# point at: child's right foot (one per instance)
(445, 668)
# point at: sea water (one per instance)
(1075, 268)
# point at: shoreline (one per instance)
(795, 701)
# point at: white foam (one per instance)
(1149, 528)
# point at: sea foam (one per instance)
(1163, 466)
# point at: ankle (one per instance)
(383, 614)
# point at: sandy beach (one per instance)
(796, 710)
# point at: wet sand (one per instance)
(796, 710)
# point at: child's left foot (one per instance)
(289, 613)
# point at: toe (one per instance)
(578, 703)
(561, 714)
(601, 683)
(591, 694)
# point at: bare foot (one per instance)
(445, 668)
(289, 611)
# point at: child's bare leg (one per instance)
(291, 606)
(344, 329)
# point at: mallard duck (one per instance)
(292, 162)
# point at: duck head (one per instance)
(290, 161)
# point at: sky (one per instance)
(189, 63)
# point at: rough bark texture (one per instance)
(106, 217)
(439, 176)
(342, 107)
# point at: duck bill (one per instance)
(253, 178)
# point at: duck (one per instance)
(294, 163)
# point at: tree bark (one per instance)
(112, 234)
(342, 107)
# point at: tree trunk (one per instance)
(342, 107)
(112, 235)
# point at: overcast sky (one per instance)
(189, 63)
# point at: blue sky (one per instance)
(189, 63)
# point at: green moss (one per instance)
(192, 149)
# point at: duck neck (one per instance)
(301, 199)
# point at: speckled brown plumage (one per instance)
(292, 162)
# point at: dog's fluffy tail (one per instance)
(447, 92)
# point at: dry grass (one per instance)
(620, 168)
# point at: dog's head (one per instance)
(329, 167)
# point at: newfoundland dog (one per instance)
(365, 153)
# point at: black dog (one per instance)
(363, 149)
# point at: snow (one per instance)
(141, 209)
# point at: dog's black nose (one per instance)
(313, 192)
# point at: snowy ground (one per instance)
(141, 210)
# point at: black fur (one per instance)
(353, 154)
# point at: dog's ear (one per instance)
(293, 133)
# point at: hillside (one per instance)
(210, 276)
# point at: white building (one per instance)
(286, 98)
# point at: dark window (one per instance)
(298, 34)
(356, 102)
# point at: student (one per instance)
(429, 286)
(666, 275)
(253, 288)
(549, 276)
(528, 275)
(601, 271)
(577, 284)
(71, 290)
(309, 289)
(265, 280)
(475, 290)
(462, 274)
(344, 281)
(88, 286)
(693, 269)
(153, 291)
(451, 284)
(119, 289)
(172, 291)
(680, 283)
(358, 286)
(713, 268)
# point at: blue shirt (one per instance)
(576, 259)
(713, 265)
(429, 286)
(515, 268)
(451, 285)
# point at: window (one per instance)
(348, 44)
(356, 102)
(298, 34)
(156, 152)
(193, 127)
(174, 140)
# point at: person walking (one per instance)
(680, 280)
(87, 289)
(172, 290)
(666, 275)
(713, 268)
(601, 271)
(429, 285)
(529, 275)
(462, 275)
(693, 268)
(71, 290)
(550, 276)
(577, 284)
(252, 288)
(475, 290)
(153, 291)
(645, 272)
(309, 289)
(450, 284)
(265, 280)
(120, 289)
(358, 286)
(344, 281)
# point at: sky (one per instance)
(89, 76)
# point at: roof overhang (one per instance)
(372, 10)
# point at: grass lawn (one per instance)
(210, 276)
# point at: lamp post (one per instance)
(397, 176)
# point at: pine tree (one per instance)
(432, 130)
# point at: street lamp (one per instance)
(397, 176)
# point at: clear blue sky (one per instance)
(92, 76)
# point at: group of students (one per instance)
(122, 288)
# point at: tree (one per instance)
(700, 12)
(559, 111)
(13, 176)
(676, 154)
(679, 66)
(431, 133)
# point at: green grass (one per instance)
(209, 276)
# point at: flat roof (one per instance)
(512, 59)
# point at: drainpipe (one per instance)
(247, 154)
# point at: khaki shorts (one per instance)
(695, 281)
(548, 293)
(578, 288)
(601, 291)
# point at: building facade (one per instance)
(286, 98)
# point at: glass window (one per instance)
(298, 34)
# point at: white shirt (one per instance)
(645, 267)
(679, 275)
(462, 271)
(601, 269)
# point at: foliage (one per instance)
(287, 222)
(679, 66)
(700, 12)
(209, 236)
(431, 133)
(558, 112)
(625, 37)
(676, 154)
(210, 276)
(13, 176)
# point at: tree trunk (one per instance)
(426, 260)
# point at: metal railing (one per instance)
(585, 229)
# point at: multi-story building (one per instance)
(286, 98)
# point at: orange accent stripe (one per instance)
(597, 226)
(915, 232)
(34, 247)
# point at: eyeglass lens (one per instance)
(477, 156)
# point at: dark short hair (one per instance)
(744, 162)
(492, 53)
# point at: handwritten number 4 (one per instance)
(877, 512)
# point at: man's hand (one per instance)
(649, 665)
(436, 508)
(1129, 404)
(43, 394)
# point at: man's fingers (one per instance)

▶ EXERCISE BRIEF
Give every entry back unchanged. Leave none out.

▶ THE ANSWER
# point at: child's right foot (one per instance)
(445, 668)
# point at: sea water (one per instance)
(1075, 268)
# point at: shoreline (one per instance)
(795, 701)
# point at: white foam (one per instance)
(1149, 528)
# point at: sea foam (one per instance)
(1163, 466)
# point at: ankle (one per instance)
(383, 614)
# point at: sandy beach (one per instance)
(796, 710)
# point at: wet sand (one per instance)
(796, 710)
# point at: child's left foot (one per instance)
(289, 613)
# point at: toe (one per instance)
(578, 703)
(561, 714)
(601, 683)
(591, 694)
# point at: bare foot (one per instance)
(445, 668)
(289, 611)
# point at: child's bare leg (one per instance)
(291, 606)
(344, 329)
# point at: mallard duck (one per instance)
(292, 162)
# point at: duck head (one per instance)
(290, 161)
# point at: sky (one per instance)
(189, 63)
# point at: rough bark texture (one per instance)
(106, 217)
(439, 176)
(342, 107)
# point at: duck bill (one per instance)
(253, 178)
# point at: duck (one per instance)
(294, 163)
# point at: tree bark (one per instance)
(112, 234)
(342, 107)
# point at: tree trunk (one per instance)
(342, 107)
(112, 235)
# point at: overcast sky (one per instance)
(189, 63)
# point at: blue sky (one per instance)
(189, 63)
# point at: green moss (one per instance)
(192, 149)
# point at: duck neck (one per instance)
(301, 199)
# point at: speckled brown plumage (one per instance)
(292, 162)
# point at: dog's fluffy tail (one per instance)
(447, 92)
# point at: dry grass (one per instance)
(620, 168)
# point at: dog's head (one per instance)
(329, 167)
# point at: newfoundland dog (one per instance)
(365, 153)
# point at: black dog (one per instance)
(363, 149)
# point at: snow (one per instance)
(141, 209)
# point at: dog's black nose (one per instance)
(313, 192)
# point at: snowy ground (one per instance)
(141, 210)
# point at: black fur (one per instance)
(353, 154)
# point at: dog's ear (one per instance)
(293, 133)
# point at: hillside (one per instance)
(210, 276)
# point at: white building (one per instance)
(286, 98)
# point at: dark window (one per instance)
(298, 34)
(356, 102)
# point at: student (one per instance)
(429, 286)
(666, 275)
(253, 288)
(549, 276)
(528, 275)
(601, 271)
(577, 284)
(71, 290)
(309, 289)
(265, 280)
(475, 290)
(462, 274)
(344, 281)
(88, 286)
(693, 269)
(153, 291)
(451, 284)
(119, 289)
(172, 291)
(680, 283)
(358, 286)
(713, 268)
# point at: blue shirt (one per instance)
(576, 259)
(713, 265)
(429, 286)
(515, 268)
(451, 285)
# point at: window (one per instance)
(348, 44)
(356, 102)
(298, 34)
(156, 152)
(193, 127)
(174, 140)
# point at: person walking (one per instance)
(680, 280)
(87, 289)
(172, 290)
(666, 275)
(713, 268)
(601, 271)
(429, 285)
(529, 275)
(462, 275)
(693, 268)
(71, 290)
(550, 276)
(577, 284)
(252, 288)
(475, 290)
(153, 291)
(645, 272)
(309, 289)
(450, 284)
(265, 280)
(120, 289)
(358, 286)
(344, 281)
# point at: sky (one per instance)
(89, 76)
# point at: roof overhang (one per instance)
(372, 10)
# point at: grass lawn (one per instance)
(210, 276)
# point at: lamp post (one per instance)
(397, 176)
# point at: pine tree (one per instance)
(432, 130)
# point at: street lamp (one per instance)
(397, 176)
# point at: clear blue sky (one per instance)
(92, 76)
# point at: group of students (one per instance)
(122, 288)
# point at: tree (one per instance)
(700, 12)
(559, 111)
(13, 176)
(676, 154)
(679, 66)
(431, 133)
# point at: green grass (one per instance)
(209, 276)
# point at: flat roof (one per instance)
(512, 59)
# point at: drainpipe (one per instance)
(247, 154)
# point at: khaki shorts (one per instance)
(695, 281)
(548, 293)
(578, 288)
(601, 291)
# point at: building facade (one per instance)
(286, 98)
# point at: glass window (one per instance)
(298, 34)
# point at: white shirt (one per instance)
(645, 267)
(679, 275)
(462, 271)
(601, 269)
# point at: foliage (one per instance)
(287, 222)
(679, 66)
(700, 12)
(209, 236)
(431, 133)
(558, 112)
(625, 37)
(676, 154)
(210, 276)
(13, 176)
# point at: tree trunk (one per instance)
(426, 260)
# point at: metal railing (one per instance)
(585, 229)
# point at: multi-story building (one per instance)
(286, 98)
# point at: orange accent stripe (one per instance)
(597, 226)
(915, 232)
(34, 247)
# point at: eyeglass lens (one per instance)
(477, 156)
# point at: dark short hair (one per instance)
(744, 162)
(492, 53)
# point at: handwritten number 4 (one per instance)
(877, 512)
# point at: man's hand (one per instance)
(649, 665)
(436, 508)
(1129, 404)
(43, 394)
# point at: man's fingers (one per instance)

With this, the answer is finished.